Exclude images, then output the remaining data verbatim.

(Stored data entries)
--- Start ---

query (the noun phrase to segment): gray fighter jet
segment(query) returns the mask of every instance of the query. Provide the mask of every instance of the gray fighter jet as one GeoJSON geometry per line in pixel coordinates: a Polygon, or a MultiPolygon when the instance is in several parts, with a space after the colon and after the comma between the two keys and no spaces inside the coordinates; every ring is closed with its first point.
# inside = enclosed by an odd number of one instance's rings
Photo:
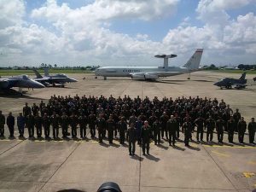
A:
{"type": "Polygon", "coordinates": [[[244,72],[240,79],[233,79],[233,78],[224,78],[221,80],[214,83],[213,84],[216,86],[220,87],[220,89],[223,89],[224,87],[226,89],[232,89],[232,86],[234,86],[235,89],[240,90],[240,89],[245,89],[247,84],[247,80],[245,79],[246,78],[246,72],[244,72]]]}
{"type": "MultiPolygon", "coordinates": [[[[11,78],[0,78],[0,90],[8,92],[13,87],[19,88],[44,88],[44,85],[37,82],[27,75],[19,75],[11,78]]],[[[20,94],[21,94],[20,92],[20,94]]]]}
{"type": "Polygon", "coordinates": [[[73,83],[78,82],[77,79],[73,78],[70,78],[66,74],[55,74],[55,75],[49,75],[48,72],[48,68],[44,68],[44,76],[43,77],[35,68],[32,69],[35,73],[37,78],[34,80],[40,82],[41,84],[44,84],[45,86],[53,85],[55,86],[60,84],[61,87],[65,86],[67,83],[73,83]]]}

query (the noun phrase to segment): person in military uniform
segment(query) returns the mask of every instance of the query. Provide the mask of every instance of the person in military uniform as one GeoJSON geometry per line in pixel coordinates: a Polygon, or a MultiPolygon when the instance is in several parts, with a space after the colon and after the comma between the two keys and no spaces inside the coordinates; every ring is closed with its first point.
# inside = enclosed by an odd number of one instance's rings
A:
{"type": "Polygon", "coordinates": [[[50,126],[50,119],[47,113],[44,113],[42,119],[42,125],[44,131],[44,136],[46,139],[49,138],[49,126],[50,126]]]}
{"type": "Polygon", "coordinates": [[[155,119],[155,121],[153,123],[153,134],[154,134],[154,144],[160,144],[161,139],[161,124],[160,123],[158,118],[155,119]]]}
{"type": "Polygon", "coordinates": [[[187,118],[183,125],[183,133],[184,134],[184,143],[186,147],[189,147],[189,138],[192,131],[192,124],[187,118]]]}
{"type": "Polygon", "coordinates": [[[113,143],[113,131],[115,129],[115,122],[113,119],[113,116],[109,115],[109,119],[107,120],[107,130],[109,144],[113,143]]]}
{"type": "Polygon", "coordinates": [[[31,112],[26,118],[26,125],[28,130],[28,138],[34,138],[35,119],[34,116],[31,113],[31,112]]]}
{"type": "Polygon", "coordinates": [[[96,135],[96,116],[94,114],[93,111],[91,111],[90,114],[88,116],[88,124],[91,138],[94,138],[96,135]]]}
{"type": "Polygon", "coordinates": [[[203,139],[204,139],[204,119],[201,117],[201,115],[200,115],[199,118],[197,118],[194,123],[197,127],[197,130],[196,130],[197,142],[199,142],[199,141],[203,142],[203,139]],[[200,140],[199,140],[199,137],[200,137],[200,140]]]}
{"type": "Polygon", "coordinates": [[[81,113],[80,116],[79,117],[79,127],[80,127],[80,137],[85,138],[86,137],[87,118],[83,113],[81,113]]]}
{"type": "Polygon", "coordinates": [[[238,141],[240,143],[243,143],[243,137],[246,131],[247,131],[247,122],[244,120],[244,118],[241,117],[241,120],[237,124],[238,141]]]}
{"type": "Polygon", "coordinates": [[[147,148],[147,154],[149,155],[149,143],[150,143],[150,126],[147,120],[144,121],[144,125],[142,128],[142,140],[143,140],[143,153],[145,155],[145,149],[147,148]]]}
{"type": "Polygon", "coordinates": [[[137,131],[134,127],[134,124],[131,123],[129,129],[127,130],[126,139],[129,143],[129,154],[134,155],[135,148],[136,148],[136,137],[137,137],[137,131]]]}
{"type": "Polygon", "coordinates": [[[19,113],[17,117],[17,126],[20,133],[20,137],[24,137],[24,128],[26,125],[26,118],[22,115],[22,113],[19,113]]]}
{"type": "Polygon", "coordinates": [[[236,127],[236,122],[233,119],[233,116],[231,116],[230,119],[228,120],[228,124],[227,124],[229,143],[233,143],[235,127],[236,127]]]}
{"type": "Polygon", "coordinates": [[[27,105],[27,102],[25,103],[25,106],[23,108],[23,115],[24,117],[26,117],[32,113],[31,108],[27,105]]]}
{"type": "Polygon", "coordinates": [[[210,115],[209,118],[207,119],[206,122],[206,128],[207,128],[207,141],[212,142],[213,138],[213,131],[215,128],[215,120],[210,115]],[[210,137],[210,139],[209,139],[210,137]]]}
{"type": "Polygon", "coordinates": [[[71,132],[72,132],[72,137],[76,138],[77,137],[77,125],[78,125],[78,117],[74,114],[74,113],[72,113],[72,115],[69,118],[69,124],[71,126],[71,132]]]}
{"type": "Polygon", "coordinates": [[[127,123],[125,122],[125,117],[122,117],[121,120],[119,122],[119,143],[120,144],[125,144],[125,131],[127,131],[127,123]]]}
{"type": "Polygon", "coordinates": [[[248,132],[249,132],[249,143],[254,143],[254,137],[256,132],[256,122],[254,121],[254,118],[252,118],[252,121],[248,123],[248,132]]]}
{"type": "Polygon", "coordinates": [[[142,128],[143,125],[143,121],[141,120],[141,119],[138,117],[137,120],[135,122],[135,129],[137,131],[137,143],[140,145],[142,143],[142,128]]]}
{"type": "Polygon", "coordinates": [[[52,126],[52,134],[54,139],[59,137],[59,123],[60,123],[60,117],[57,115],[56,112],[54,111],[53,115],[50,117],[50,124],[52,126]]]}
{"type": "Polygon", "coordinates": [[[237,132],[238,131],[237,125],[238,125],[238,122],[241,120],[241,113],[239,113],[238,108],[236,108],[236,112],[234,113],[233,118],[234,118],[234,120],[235,120],[235,123],[236,123],[235,131],[237,132]]]}
{"type": "Polygon", "coordinates": [[[171,119],[167,121],[166,128],[169,132],[169,146],[172,144],[175,146],[176,131],[178,129],[178,122],[176,120],[173,115],[171,115],[171,119]]]}
{"type": "Polygon", "coordinates": [[[4,125],[5,125],[5,117],[0,111],[0,137],[4,137],[4,125]]]}
{"type": "Polygon", "coordinates": [[[13,116],[12,113],[9,113],[9,115],[6,118],[6,125],[9,128],[9,137],[13,138],[15,137],[15,119],[13,116]]]}
{"type": "Polygon", "coordinates": [[[102,143],[102,140],[104,137],[104,132],[106,130],[107,122],[105,119],[103,118],[103,114],[101,113],[100,117],[96,120],[96,127],[98,130],[98,137],[99,137],[99,143],[102,143]]]}
{"type": "Polygon", "coordinates": [[[62,137],[67,138],[67,129],[68,129],[69,119],[68,119],[68,116],[66,114],[65,112],[61,115],[60,121],[62,128],[62,137]]]}
{"type": "Polygon", "coordinates": [[[37,129],[38,138],[42,137],[42,117],[39,116],[39,113],[35,116],[35,127],[37,129]]]}
{"type": "Polygon", "coordinates": [[[223,143],[223,136],[224,136],[224,121],[221,119],[221,117],[218,117],[216,121],[216,131],[217,131],[217,137],[218,143],[223,143]]]}
{"type": "Polygon", "coordinates": [[[162,124],[161,127],[161,137],[162,138],[164,138],[164,135],[165,135],[165,132],[166,132],[166,140],[169,140],[168,139],[168,131],[167,131],[167,129],[166,129],[166,124],[167,124],[167,121],[169,119],[169,117],[168,115],[166,114],[166,112],[163,113],[162,116],[160,116],[160,123],[162,124]]]}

--- End ---

* [Expected output]
query (the noun phrase to segment): gray fighter jet
segment(query) returns the mask of every instance of the query. Provide the mask of every instance of the gray fighter jet as one GeoJSON geometry per line in pixel coordinates: a Polygon, or a MultiPolygon when the instance is in several parts, with a space after the colon and after the comma between the two keys and no spaces inside the coordinates; every ring is closed with its first point.
# inside = enclosed by an odd number of one instance's rings
Photo:
A:
{"type": "Polygon", "coordinates": [[[244,72],[240,79],[233,79],[233,78],[224,78],[221,80],[214,83],[213,84],[216,86],[220,87],[220,89],[223,89],[224,87],[226,89],[232,89],[232,86],[234,86],[235,89],[240,90],[240,89],[245,89],[247,84],[247,80],[245,79],[246,78],[246,72],[244,72]]]}
{"type": "MultiPolygon", "coordinates": [[[[11,78],[0,78],[0,90],[8,92],[13,87],[19,88],[44,88],[44,85],[37,82],[27,75],[19,75],[11,78]]],[[[20,94],[21,94],[20,92],[20,94]]]]}
{"type": "Polygon", "coordinates": [[[73,83],[78,82],[77,79],[73,78],[70,78],[66,74],[55,74],[55,75],[49,75],[48,72],[48,68],[44,68],[44,76],[43,77],[35,68],[32,69],[35,73],[37,78],[34,80],[40,82],[41,84],[44,84],[45,86],[53,85],[55,86],[60,84],[61,87],[65,86],[67,83],[73,83]]]}

query (the noun phrase to segment): person in military uniform
segment(query) returns the mask of every instance of the query. Provide the mask of every instance of the person in military uniform as one GeoJSON geometry per line in pixel coordinates: a Polygon, or a MultiPolygon when the instance is in several parts, with a space after the colon and after the comma between the two keys and no spaces inside the coordinates; every ring is closed with its first point.
# inside = enclosed by an odd number of one instance's rings
A:
{"type": "Polygon", "coordinates": [[[50,126],[50,119],[47,113],[44,113],[42,119],[42,125],[44,131],[44,136],[46,139],[49,138],[49,126],[50,126]]]}
{"type": "Polygon", "coordinates": [[[155,119],[155,121],[153,123],[153,134],[154,134],[154,144],[160,144],[161,139],[161,124],[160,123],[158,118],[155,119]]]}
{"type": "Polygon", "coordinates": [[[187,118],[183,125],[183,133],[184,134],[184,143],[186,147],[189,147],[189,138],[192,131],[192,124],[187,118]]]}
{"type": "Polygon", "coordinates": [[[113,143],[113,131],[115,129],[115,122],[113,119],[113,116],[109,115],[109,119],[107,120],[107,130],[109,144],[113,143]]]}
{"type": "Polygon", "coordinates": [[[31,112],[26,118],[26,125],[28,130],[28,138],[34,138],[35,119],[34,116],[31,113],[31,112]]]}
{"type": "Polygon", "coordinates": [[[96,135],[96,116],[94,114],[93,111],[91,111],[90,114],[88,116],[88,124],[91,138],[94,138],[96,135]]]}
{"type": "Polygon", "coordinates": [[[203,139],[204,139],[204,119],[201,117],[201,115],[200,115],[199,118],[197,118],[194,123],[197,127],[197,130],[196,130],[197,142],[199,142],[199,141],[203,142],[203,139]],[[200,140],[199,140],[199,137],[200,137],[200,140]]]}
{"type": "Polygon", "coordinates": [[[81,113],[80,116],[79,117],[79,127],[80,127],[80,137],[85,138],[86,137],[87,118],[83,113],[81,113]]]}
{"type": "Polygon", "coordinates": [[[238,141],[240,143],[243,143],[243,137],[246,131],[247,131],[247,122],[244,120],[244,118],[241,117],[241,120],[237,124],[238,141]]]}
{"type": "Polygon", "coordinates": [[[147,148],[147,154],[149,155],[149,143],[150,143],[150,126],[147,120],[144,121],[144,125],[142,128],[142,140],[143,140],[143,153],[145,155],[145,149],[147,148]]]}
{"type": "Polygon", "coordinates": [[[137,131],[134,127],[134,124],[131,123],[129,129],[127,130],[126,139],[129,143],[129,154],[134,155],[135,148],[136,148],[136,137],[137,137],[137,131]]]}
{"type": "Polygon", "coordinates": [[[19,113],[17,117],[17,126],[20,133],[20,137],[24,137],[24,128],[26,125],[26,118],[22,115],[22,113],[19,113]]]}
{"type": "Polygon", "coordinates": [[[236,127],[236,122],[233,119],[233,116],[231,116],[230,119],[228,120],[228,124],[227,124],[229,143],[233,143],[235,127],[236,127]]]}
{"type": "Polygon", "coordinates": [[[27,105],[27,102],[25,103],[25,106],[23,108],[23,115],[24,117],[26,117],[32,113],[31,108],[27,105]]]}
{"type": "Polygon", "coordinates": [[[210,115],[209,118],[207,119],[206,122],[206,128],[207,128],[207,141],[212,142],[213,138],[213,131],[215,128],[215,120],[210,115]],[[210,137],[210,139],[209,139],[210,137]]]}
{"type": "Polygon", "coordinates": [[[71,132],[72,132],[72,137],[76,138],[77,137],[77,125],[78,125],[78,117],[74,114],[74,113],[72,113],[72,115],[69,118],[69,124],[71,126],[71,132]]]}
{"type": "Polygon", "coordinates": [[[127,123],[125,122],[125,117],[122,117],[121,120],[119,122],[119,143],[120,144],[125,144],[125,131],[127,131],[127,123]]]}
{"type": "Polygon", "coordinates": [[[248,132],[249,132],[249,143],[254,143],[254,137],[256,132],[256,122],[254,121],[254,118],[252,118],[252,121],[248,123],[248,132]]]}
{"type": "Polygon", "coordinates": [[[142,128],[143,125],[143,121],[141,120],[141,119],[138,117],[137,120],[135,122],[135,129],[137,131],[137,143],[140,145],[142,143],[142,128]]]}
{"type": "Polygon", "coordinates": [[[52,126],[52,134],[54,139],[59,137],[59,123],[60,123],[60,117],[57,115],[56,112],[54,111],[53,115],[50,117],[50,124],[52,126]]]}
{"type": "Polygon", "coordinates": [[[237,132],[238,131],[237,125],[238,125],[238,122],[241,120],[241,113],[239,113],[238,108],[236,108],[236,112],[234,113],[233,118],[234,118],[234,120],[235,120],[235,123],[236,123],[235,131],[237,132]]]}
{"type": "Polygon", "coordinates": [[[171,119],[167,121],[166,128],[169,132],[169,146],[172,144],[175,146],[176,131],[178,129],[178,122],[176,120],[173,115],[171,115],[171,119]]]}
{"type": "Polygon", "coordinates": [[[4,125],[5,125],[5,117],[0,111],[0,137],[4,137],[4,125]]]}
{"type": "Polygon", "coordinates": [[[13,116],[12,113],[9,113],[9,115],[6,118],[6,125],[9,128],[9,137],[13,138],[15,137],[15,119],[13,116]]]}
{"type": "Polygon", "coordinates": [[[102,143],[102,140],[104,137],[104,132],[106,130],[107,122],[105,119],[103,118],[103,114],[101,113],[100,117],[96,120],[96,127],[98,130],[98,137],[99,137],[99,143],[102,143]]]}
{"type": "Polygon", "coordinates": [[[62,137],[67,138],[67,129],[68,129],[69,119],[68,119],[68,116],[66,114],[65,112],[61,115],[60,121],[62,128],[62,137]]]}
{"type": "Polygon", "coordinates": [[[37,129],[38,138],[42,137],[42,117],[39,116],[39,113],[35,116],[35,127],[37,129]]]}
{"type": "Polygon", "coordinates": [[[223,143],[223,136],[224,136],[224,121],[221,119],[221,117],[218,117],[216,121],[216,131],[217,131],[217,137],[218,143],[223,143]]]}
{"type": "Polygon", "coordinates": [[[162,124],[161,127],[161,137],[162,138],[164,138],[164,135],[165,135],[165,132],[166,132],[166,140],[169,140],[168,139],[168,131],[167,131],[167,129],[166,129],[166,124],[167,124],[167,121],[169,119],[169,117],[168,115],[166,114],[166,112],[163,113],[162,116],[160,116],[160,123],[162,124]]]}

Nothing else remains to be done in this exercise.